How to Protect Your Dog's Paws from Hot Pavement
Your dog still needs exercise during those hot summer days, so use these preventive measures to keep your furry friend safe.
Stick to Cooler Surfaces
One way to keep your dog's paws cool is by avoiding hot ground entirely. Avoid walking on concrete, pavement, and asphalt when it's over 77 degrees; instead, stick to cooler terrain. Grass is the best surface for your dog's feet because it doesn't retain heat. It also provides a nice cushion that can help alleviate the impact on their joints while running and playing. Other living ground covers, like moss and clover, are equally safe. If you don't have access to a grassy area, bare dirt, mulch, or wet sand may be safe options, but they do absorb heat, so test the surface beforehand with the seven-second test.
Avoid Midday Walks
As the sun rises throughout the day, the ground temperature also rises. For your dog's safety, it's best to avoid peak sun hours during the summer, which are between 10 a.m. and 4 p.m. Aim to take any long walks with your dog early in the morning when it's coolest. Doing so can also reduce their risk of getting a sunburn or heat stroke. If you're not an early bird, the late evening may be a safe time. However, you should still use caution as the ground can remain hot from the sun.

**Work task:** Please return the full text above on protecting dogs' paws from hot pavement, word for word.

**Image-grounded pointing records:**
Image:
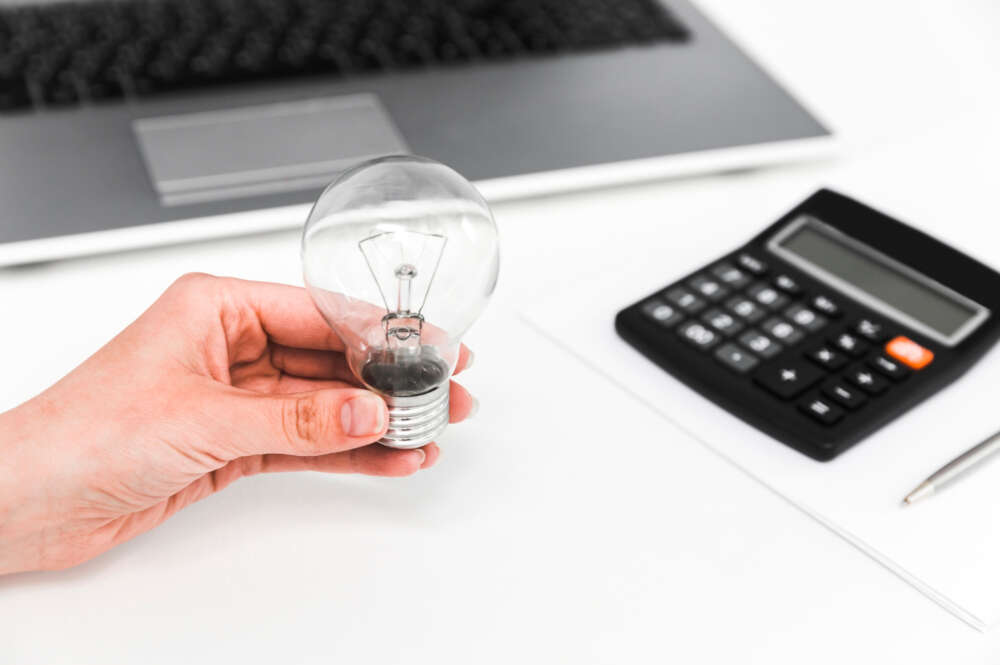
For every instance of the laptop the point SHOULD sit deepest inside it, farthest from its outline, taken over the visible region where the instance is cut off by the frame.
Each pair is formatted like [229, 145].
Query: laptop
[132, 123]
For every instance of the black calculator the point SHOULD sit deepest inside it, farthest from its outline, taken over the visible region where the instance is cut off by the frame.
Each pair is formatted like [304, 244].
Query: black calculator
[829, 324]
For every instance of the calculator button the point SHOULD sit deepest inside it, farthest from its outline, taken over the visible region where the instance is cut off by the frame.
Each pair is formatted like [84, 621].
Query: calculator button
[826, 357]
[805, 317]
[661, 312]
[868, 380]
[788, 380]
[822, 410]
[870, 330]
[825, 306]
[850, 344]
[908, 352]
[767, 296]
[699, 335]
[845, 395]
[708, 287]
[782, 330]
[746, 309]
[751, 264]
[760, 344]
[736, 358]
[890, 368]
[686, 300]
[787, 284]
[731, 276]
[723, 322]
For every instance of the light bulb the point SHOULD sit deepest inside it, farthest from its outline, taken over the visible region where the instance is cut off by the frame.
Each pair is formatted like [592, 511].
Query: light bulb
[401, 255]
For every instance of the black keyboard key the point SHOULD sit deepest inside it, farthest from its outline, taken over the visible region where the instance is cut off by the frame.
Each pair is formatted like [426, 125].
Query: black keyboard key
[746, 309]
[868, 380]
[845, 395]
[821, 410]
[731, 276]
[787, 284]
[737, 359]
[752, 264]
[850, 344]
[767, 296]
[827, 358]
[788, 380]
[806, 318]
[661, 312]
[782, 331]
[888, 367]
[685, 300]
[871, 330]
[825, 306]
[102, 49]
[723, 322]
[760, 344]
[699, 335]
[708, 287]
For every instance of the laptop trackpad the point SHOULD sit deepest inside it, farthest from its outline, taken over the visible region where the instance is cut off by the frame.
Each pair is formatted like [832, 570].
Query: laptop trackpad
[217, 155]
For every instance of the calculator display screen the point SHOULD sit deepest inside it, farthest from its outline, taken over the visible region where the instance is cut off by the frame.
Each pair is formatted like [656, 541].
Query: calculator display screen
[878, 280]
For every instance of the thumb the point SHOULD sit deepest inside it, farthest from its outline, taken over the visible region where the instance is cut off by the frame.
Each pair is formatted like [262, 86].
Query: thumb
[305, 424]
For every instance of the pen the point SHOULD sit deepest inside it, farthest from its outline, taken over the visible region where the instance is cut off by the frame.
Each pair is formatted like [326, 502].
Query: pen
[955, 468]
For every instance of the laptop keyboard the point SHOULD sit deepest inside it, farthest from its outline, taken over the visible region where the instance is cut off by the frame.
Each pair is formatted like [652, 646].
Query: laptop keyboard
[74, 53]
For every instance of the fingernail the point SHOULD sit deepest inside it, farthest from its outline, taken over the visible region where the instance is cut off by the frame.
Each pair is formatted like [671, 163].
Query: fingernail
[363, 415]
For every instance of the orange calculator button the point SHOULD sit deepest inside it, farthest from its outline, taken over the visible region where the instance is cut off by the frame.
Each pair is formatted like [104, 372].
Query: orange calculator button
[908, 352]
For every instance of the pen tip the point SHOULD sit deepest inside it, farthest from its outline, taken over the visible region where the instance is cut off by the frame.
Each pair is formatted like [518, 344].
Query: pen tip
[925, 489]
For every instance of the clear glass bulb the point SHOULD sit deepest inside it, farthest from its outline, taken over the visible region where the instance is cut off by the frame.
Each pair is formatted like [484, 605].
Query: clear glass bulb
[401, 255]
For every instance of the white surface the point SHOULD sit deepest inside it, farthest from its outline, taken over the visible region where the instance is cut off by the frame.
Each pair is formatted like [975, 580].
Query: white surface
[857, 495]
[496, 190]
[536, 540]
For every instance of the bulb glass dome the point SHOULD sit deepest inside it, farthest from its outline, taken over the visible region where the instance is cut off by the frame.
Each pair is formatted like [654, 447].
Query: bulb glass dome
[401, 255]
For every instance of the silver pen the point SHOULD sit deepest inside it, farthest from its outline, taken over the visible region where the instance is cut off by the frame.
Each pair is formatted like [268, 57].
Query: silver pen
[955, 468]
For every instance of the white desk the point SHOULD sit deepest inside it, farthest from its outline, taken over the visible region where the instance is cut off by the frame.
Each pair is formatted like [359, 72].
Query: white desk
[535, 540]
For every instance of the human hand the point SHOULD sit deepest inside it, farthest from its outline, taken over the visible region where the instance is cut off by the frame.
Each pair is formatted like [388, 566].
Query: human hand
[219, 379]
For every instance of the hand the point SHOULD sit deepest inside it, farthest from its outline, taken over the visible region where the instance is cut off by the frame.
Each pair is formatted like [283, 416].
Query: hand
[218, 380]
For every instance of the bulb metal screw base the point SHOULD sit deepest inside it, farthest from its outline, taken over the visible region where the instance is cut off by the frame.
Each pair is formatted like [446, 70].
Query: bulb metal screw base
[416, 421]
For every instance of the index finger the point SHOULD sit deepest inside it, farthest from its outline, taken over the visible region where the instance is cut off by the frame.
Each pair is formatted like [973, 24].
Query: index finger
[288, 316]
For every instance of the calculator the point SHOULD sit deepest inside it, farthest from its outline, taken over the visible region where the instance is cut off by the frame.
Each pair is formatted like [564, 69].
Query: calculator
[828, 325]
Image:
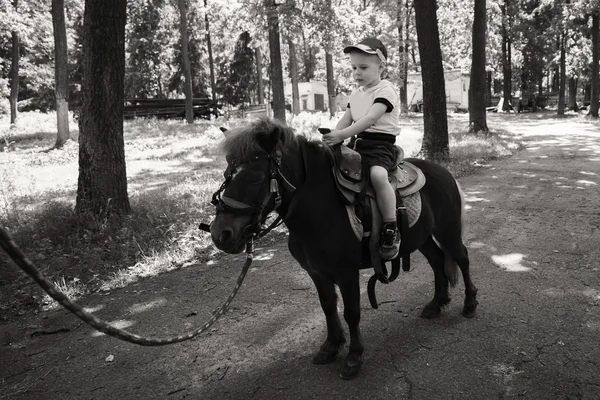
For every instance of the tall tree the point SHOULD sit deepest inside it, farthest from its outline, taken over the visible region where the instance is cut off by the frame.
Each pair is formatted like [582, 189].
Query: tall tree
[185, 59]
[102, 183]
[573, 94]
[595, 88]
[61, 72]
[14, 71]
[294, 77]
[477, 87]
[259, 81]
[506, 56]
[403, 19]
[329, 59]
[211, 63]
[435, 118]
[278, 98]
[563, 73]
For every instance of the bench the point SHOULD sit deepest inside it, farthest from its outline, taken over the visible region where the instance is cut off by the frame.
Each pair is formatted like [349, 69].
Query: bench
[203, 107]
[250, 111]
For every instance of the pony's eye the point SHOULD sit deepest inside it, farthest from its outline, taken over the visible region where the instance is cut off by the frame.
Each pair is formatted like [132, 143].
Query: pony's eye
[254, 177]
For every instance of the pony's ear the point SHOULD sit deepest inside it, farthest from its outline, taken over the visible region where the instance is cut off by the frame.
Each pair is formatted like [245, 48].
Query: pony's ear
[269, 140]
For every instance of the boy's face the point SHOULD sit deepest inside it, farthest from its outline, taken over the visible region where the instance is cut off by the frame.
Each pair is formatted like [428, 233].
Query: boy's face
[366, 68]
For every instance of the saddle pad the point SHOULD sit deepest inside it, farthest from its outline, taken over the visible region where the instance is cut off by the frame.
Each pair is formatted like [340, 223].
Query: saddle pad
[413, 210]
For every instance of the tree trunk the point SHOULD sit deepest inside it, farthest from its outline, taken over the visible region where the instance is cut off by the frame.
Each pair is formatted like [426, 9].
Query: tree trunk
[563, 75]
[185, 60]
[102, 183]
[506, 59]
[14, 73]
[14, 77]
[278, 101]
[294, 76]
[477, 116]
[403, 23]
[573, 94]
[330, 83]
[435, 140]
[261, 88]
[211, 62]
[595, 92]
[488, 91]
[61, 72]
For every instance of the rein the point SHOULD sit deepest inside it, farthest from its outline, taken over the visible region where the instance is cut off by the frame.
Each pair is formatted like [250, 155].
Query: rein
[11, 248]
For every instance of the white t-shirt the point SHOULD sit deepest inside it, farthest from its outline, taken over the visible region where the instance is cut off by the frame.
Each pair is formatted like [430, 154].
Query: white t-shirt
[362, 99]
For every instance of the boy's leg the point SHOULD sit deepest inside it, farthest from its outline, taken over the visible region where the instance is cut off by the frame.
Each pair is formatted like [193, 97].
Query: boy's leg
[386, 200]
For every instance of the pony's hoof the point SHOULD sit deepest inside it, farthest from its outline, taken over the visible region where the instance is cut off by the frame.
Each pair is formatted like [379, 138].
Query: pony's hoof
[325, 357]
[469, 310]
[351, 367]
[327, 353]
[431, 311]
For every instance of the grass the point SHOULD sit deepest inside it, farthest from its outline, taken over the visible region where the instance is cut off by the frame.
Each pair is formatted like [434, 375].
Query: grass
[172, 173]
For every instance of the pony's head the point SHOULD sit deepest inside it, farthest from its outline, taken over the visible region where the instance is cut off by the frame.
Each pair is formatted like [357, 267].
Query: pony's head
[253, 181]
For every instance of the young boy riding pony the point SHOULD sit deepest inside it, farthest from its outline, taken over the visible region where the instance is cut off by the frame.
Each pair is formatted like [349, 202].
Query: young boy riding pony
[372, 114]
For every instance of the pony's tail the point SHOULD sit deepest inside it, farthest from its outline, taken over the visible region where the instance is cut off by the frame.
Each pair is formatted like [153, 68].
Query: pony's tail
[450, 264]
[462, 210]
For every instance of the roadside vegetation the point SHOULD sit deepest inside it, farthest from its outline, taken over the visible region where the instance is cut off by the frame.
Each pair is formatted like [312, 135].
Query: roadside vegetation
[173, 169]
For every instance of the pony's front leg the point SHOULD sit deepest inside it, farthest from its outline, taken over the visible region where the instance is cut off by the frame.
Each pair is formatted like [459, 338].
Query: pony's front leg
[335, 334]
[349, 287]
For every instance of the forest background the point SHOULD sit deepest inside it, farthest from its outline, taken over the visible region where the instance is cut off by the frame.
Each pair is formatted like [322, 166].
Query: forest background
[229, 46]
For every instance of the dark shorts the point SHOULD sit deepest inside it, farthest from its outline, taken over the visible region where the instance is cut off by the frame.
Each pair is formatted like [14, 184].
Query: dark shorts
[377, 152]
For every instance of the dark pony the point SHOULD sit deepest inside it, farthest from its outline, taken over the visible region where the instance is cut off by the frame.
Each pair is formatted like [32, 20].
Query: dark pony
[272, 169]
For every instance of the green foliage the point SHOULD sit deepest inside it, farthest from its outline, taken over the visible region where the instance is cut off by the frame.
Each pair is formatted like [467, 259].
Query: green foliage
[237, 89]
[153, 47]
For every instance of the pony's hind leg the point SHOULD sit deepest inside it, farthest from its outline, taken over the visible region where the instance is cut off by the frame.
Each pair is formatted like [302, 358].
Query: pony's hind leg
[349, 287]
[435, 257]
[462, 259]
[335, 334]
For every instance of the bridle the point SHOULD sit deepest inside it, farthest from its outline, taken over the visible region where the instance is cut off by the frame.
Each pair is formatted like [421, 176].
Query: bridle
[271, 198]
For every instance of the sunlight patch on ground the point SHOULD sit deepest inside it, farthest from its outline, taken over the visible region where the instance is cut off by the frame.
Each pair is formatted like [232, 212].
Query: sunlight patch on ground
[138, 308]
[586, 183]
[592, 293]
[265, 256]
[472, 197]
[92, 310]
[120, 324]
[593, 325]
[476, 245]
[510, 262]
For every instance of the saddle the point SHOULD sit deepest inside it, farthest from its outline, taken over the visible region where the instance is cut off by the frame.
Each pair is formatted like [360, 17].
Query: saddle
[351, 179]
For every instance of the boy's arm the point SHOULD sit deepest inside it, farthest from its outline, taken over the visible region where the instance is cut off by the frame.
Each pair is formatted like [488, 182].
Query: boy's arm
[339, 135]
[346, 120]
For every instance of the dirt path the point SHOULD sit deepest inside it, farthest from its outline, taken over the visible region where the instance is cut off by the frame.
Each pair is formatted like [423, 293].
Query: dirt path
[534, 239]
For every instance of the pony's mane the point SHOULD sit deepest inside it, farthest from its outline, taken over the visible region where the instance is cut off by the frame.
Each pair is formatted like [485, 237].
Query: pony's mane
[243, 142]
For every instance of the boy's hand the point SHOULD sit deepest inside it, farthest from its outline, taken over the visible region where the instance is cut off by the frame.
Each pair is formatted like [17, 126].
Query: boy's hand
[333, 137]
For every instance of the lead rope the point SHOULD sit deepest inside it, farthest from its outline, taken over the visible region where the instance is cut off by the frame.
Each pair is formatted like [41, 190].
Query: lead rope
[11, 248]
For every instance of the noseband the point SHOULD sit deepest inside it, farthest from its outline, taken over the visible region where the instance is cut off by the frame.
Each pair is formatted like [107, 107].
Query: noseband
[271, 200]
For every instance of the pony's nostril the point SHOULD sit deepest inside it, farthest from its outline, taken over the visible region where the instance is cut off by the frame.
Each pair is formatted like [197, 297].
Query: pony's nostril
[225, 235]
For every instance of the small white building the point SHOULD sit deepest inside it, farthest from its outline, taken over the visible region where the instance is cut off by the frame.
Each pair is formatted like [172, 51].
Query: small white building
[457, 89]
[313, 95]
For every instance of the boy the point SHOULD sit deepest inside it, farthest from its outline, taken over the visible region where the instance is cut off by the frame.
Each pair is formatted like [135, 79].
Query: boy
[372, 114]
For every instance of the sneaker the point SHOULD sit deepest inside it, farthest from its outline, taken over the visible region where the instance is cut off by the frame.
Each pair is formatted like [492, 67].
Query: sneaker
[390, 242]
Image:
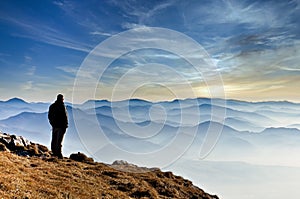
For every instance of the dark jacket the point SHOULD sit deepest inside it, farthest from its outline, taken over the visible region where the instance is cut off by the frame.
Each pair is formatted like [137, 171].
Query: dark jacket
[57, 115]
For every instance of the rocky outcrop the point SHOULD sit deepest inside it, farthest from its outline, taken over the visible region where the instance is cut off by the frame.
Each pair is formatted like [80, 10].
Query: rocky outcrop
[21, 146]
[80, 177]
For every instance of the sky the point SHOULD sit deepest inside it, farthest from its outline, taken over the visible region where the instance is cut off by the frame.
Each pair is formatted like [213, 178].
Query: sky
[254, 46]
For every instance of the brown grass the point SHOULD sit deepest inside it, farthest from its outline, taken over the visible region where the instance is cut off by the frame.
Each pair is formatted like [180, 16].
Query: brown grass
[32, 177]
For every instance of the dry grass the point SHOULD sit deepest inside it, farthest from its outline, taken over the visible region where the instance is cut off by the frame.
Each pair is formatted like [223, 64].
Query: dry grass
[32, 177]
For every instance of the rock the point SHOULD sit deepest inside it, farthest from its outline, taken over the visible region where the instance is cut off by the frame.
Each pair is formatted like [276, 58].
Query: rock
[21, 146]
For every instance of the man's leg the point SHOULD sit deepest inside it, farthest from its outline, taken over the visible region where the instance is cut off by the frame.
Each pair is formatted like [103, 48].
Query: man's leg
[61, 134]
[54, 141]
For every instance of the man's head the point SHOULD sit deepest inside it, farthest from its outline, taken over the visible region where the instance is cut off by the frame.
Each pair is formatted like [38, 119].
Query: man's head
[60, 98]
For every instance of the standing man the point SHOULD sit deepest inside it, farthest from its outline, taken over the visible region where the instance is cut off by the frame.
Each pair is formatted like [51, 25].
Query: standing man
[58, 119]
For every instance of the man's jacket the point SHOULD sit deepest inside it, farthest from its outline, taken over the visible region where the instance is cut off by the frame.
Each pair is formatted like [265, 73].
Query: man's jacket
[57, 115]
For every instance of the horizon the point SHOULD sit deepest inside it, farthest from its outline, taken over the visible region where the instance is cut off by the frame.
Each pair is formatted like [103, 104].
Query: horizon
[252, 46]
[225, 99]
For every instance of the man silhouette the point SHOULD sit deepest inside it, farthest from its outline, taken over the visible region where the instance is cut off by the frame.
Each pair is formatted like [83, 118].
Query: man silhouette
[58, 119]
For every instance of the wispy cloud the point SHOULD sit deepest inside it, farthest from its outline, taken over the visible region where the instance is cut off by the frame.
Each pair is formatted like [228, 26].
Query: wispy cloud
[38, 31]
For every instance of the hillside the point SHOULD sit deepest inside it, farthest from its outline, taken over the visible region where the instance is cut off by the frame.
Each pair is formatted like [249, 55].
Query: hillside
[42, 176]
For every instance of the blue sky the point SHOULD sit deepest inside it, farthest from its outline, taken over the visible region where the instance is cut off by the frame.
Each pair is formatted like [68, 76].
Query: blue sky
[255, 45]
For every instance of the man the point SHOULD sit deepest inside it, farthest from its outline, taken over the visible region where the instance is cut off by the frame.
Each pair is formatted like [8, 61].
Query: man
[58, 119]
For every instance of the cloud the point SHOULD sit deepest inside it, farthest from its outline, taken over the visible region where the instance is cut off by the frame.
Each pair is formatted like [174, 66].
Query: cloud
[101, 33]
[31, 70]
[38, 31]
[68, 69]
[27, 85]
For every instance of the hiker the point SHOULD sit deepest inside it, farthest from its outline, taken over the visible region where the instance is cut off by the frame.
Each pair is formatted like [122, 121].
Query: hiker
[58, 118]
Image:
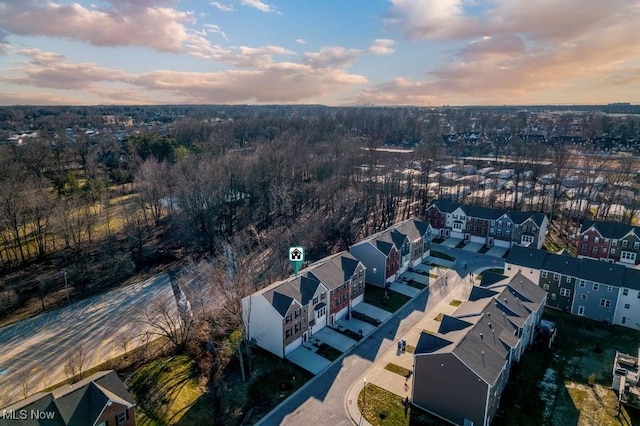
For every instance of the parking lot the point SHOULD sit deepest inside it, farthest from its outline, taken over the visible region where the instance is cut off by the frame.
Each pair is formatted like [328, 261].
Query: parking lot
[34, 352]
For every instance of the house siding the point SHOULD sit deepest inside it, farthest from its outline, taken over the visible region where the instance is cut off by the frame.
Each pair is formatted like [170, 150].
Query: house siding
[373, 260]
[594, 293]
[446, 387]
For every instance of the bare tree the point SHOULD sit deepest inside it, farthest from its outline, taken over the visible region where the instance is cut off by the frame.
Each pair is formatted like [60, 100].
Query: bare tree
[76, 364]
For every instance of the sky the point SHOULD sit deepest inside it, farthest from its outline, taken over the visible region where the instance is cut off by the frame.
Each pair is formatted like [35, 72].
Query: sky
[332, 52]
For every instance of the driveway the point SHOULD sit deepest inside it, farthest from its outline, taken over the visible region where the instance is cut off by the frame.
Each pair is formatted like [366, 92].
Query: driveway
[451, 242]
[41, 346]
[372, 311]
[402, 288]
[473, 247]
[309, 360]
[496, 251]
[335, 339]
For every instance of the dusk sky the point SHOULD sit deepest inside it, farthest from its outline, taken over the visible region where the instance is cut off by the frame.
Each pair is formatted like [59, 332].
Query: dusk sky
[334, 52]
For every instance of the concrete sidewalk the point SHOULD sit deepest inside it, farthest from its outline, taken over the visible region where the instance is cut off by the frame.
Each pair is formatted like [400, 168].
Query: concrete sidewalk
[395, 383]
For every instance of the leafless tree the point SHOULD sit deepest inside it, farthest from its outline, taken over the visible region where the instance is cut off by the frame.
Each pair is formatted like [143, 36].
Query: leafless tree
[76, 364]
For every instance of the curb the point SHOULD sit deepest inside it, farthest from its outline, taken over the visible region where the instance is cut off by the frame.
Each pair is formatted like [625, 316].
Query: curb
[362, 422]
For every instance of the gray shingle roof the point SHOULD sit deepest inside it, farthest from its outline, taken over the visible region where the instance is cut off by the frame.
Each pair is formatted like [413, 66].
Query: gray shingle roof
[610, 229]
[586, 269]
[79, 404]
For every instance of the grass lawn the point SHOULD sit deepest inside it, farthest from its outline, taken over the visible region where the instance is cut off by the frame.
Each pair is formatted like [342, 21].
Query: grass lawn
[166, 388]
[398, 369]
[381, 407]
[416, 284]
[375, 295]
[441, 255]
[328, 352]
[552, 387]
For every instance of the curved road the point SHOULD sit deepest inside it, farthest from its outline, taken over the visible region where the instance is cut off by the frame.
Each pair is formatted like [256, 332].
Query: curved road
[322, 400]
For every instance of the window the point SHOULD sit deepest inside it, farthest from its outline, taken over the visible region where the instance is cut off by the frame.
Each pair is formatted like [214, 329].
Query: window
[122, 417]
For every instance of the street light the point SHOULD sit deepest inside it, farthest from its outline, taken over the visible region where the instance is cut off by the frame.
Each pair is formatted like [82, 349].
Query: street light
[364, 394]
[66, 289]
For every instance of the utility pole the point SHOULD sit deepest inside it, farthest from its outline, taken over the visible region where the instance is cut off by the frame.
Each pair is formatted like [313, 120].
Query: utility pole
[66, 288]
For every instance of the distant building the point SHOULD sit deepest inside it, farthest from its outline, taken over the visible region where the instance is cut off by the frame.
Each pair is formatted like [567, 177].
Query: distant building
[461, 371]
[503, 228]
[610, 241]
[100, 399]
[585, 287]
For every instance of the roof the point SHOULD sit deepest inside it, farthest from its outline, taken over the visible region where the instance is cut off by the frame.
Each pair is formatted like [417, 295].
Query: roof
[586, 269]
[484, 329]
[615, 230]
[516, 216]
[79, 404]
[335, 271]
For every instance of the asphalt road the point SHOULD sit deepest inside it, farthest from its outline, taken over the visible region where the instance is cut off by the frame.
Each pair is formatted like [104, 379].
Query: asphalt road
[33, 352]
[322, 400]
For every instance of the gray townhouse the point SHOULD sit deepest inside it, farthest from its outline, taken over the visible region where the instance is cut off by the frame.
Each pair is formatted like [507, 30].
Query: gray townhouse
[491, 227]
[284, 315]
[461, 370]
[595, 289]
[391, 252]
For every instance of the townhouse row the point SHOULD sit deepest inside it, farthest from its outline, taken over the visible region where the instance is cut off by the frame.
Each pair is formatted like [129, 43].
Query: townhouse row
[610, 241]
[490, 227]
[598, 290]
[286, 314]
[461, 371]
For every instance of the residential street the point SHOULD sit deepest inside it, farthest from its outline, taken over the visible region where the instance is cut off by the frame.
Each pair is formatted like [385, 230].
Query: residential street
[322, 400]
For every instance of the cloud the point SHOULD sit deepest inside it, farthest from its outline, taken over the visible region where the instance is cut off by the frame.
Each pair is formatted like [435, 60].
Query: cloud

**Your solution:**
How to Protect Your Dog's Paws from Hot Pavement
Your dog still needs exercise during those hot summer days, so use these preventive measures to keep your furry friend safe.
Stick to Cooler Surfaces
One way to keep your dog's paws cool is by avoiding hot ground entirely. Avoid walking on concrete, pavement, and asphalt when it's over 77 degrees; instead, stick to cooler terrain. Grass is the best surface for your dog's feet because it doesn't retain heat. It also provides a nice cushion that can help alleviate the impact on their joints while running and playing. Other living ground covers, like moss and clover, are equally safe. If you don't have access to a grassy area, bare dirt, mulch, or wet sand may be safe options, but they do absorb heat, so test the surface beforehand with the seven-second test.
Avoid Midday Walks
As the sun rises throughout the day, the ground temperature also rises. For your dog's safety, it's best to avoid peak sun hours during the summer, which are between 10 a.m. and 4 p.m. Aim to take any long walks with your dog early in the morning when it's coolest. Doing so can also reduce their risk of getting a sunburn or heat stroke. If you're not an early bird, the late evening may be a safe time. However, you should still use caution as the ground can remain hot from the sun.